## begin Available records
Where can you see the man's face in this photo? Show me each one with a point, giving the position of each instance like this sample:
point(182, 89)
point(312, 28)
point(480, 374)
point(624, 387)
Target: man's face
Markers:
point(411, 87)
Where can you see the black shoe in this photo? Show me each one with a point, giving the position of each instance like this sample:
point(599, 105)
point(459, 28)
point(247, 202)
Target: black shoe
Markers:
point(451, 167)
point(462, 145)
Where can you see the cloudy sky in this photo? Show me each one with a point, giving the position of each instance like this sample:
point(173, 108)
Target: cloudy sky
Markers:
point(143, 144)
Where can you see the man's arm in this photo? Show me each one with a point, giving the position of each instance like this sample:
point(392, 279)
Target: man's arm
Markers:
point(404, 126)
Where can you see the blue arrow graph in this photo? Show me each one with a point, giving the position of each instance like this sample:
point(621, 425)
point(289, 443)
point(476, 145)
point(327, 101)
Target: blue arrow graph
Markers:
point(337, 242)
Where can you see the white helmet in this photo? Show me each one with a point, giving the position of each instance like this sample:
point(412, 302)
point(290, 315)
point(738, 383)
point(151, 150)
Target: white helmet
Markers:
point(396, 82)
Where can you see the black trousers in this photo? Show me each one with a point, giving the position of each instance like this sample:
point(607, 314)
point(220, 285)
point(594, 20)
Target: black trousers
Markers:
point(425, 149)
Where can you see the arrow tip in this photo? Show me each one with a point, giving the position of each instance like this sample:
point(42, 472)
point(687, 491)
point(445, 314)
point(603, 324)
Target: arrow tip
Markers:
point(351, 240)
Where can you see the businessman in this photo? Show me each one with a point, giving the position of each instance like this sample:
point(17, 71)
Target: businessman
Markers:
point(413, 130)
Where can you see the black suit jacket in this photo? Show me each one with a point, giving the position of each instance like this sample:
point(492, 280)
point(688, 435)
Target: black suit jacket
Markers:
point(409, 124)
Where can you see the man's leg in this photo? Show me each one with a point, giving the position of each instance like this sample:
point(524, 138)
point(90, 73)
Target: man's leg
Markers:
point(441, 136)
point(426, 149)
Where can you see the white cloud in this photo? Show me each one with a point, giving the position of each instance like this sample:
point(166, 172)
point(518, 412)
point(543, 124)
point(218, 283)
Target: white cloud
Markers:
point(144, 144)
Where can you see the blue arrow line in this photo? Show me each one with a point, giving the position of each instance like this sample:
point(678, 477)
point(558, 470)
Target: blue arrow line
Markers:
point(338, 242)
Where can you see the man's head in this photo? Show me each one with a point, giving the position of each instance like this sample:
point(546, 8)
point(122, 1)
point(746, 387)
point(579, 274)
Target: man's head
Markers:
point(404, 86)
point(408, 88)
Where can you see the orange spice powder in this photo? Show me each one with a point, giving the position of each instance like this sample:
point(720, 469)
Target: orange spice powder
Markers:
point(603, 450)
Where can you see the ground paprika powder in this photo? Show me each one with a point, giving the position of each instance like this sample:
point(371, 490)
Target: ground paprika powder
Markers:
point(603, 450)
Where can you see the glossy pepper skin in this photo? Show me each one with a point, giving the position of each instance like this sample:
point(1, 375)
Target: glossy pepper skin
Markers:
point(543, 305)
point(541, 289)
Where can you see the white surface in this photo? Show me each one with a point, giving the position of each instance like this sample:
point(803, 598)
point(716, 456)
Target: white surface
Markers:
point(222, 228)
## end Available records
■ **Task description**
Copy out every line of the material above word for word, from start to finish.

■ **Exercise answer**
Where can you see the man's face in this photo? Show me each one with a point, giving the position of each instance like this sample:
point(182, 89)
point(312, 28)
point(480, 374)
point(624, 387)
Target: man's face
Markers:
point(411, 87)
Where can you see the black shoe in this photo? Show me each one with a point, giving the position of each instance like this sample:
point(599, 105)
point(459, 28)
point(247, 202)
Target: black shoe
Markers:
point(451, 167)
point(462, 145)
Where can you see the cloudy sky in this photo? Show me each one with a point, giving the position of each instance like this sample:
point(173, 108)
Target: cloudy sky
Markers:
point(143, 144)
Where can you see the man's arm in this photo? Show me each one with a point, giving the position of each instance like this sample:
point(392, 279)
Target: man's arm
Markers:
point(404, 126)
Where can you see the blue arrow graph in this photo? Show me each one with a point, giving the position of each instance like this sample:
point(621, 425)
point(289, 443)
point(476, 145)
point(327, 101)
Target: blue arrow graph
Markers:
point(337, 242)
Where can you see the white helmet in this photo? Show me each one with a point, giving the position of each instance like this sample:
point(412, 302)
point(290, 315)
point(738, 383)
point(151, 150)
Target: white helmet
Markers:
point(396, 82)
Where can you see the black trousers in this photo? Show me each one with a point, giving the position of each instance like this sample:
point(607, 314)
point(220, 285)
point(594, 20)
Target: black trousers
Markers:
point(425, 149)
Where can you see the arrow tip in this photo? Show me each one with a point, giving the position of each instance like this sample:
point(42, 472)
point(687, 491)
point(445, 314)
point(603, 324)
Target: arrow tip
Markers:
point(351, 240)
Where can you see the businessman in this photo? Show me each one with a point, giving the position of each instance like this sample:
point(17, 71)
Target: businessman
Markers:
point(413, 130)
Where can you see the black suit jacket in this photo? Show me each one with a point, giving the position of each instance like this sample:
point(492, 280)
point(688, 435)
Target: black suit jacket
Markers:
point(409, 124)
Where can you see the man's leg in this photo? Show me each one with a point, giving the position of each instance like this sample:
point(524, 138)
point(90, 73)
Target: man's leg
Markers:
point(441, 136)
point(426, 149)
Where can you see the white cloud in this photo? Show me each one with a point, giving the position of each instance like this sample:
point(166, 172)
point(518, 412)
point(543, 124)
point(218, 283)
Target: white cloud
Markers:
point(144, 144)
Where can you see the blue arrow line in this photo? Show me each one with a point, giving the position of each instance like this sample:
point(678, 477)
point(558, 470)
Target: blue arrow line
Markers:
point(338, 242)
Where can you see the man's head in this photo? Show me each one with a point, giving the position of each instance like this sample:
point(546, 8)
point(122, 1)
point(746, 387)
point(579, 274)
Target: man's head
Markers:
point(404, 86)
point(408, 88)
Where can you see the orange spice powder in this photo? Show me each one with a point, giving the position of each instance like this sample:
point(720, 469)
Target: orange spice powder
Markers:
point(603, 450)
Where can you see the ground paprika powder in this photo? Show me each one with a point, giving the position of each instance like this sample:
point(371, 490)
Target: ground paprika powder
Markers:
point(603, 450)
Where can you see the glossy pepper skin in this photo? Show me each one with a point, giving the position of each instance like this sample:
point(1, 375)
Target: glossy pepper skin
Markers:
point(543, 305)
point(541, 289)
Where can you see the white surface in this photo? Show me each one with a point, giving the position of each instance like this sample:
point(803, 598)
point(716, 456)
Target: white surface
Markers:
point(222, 228)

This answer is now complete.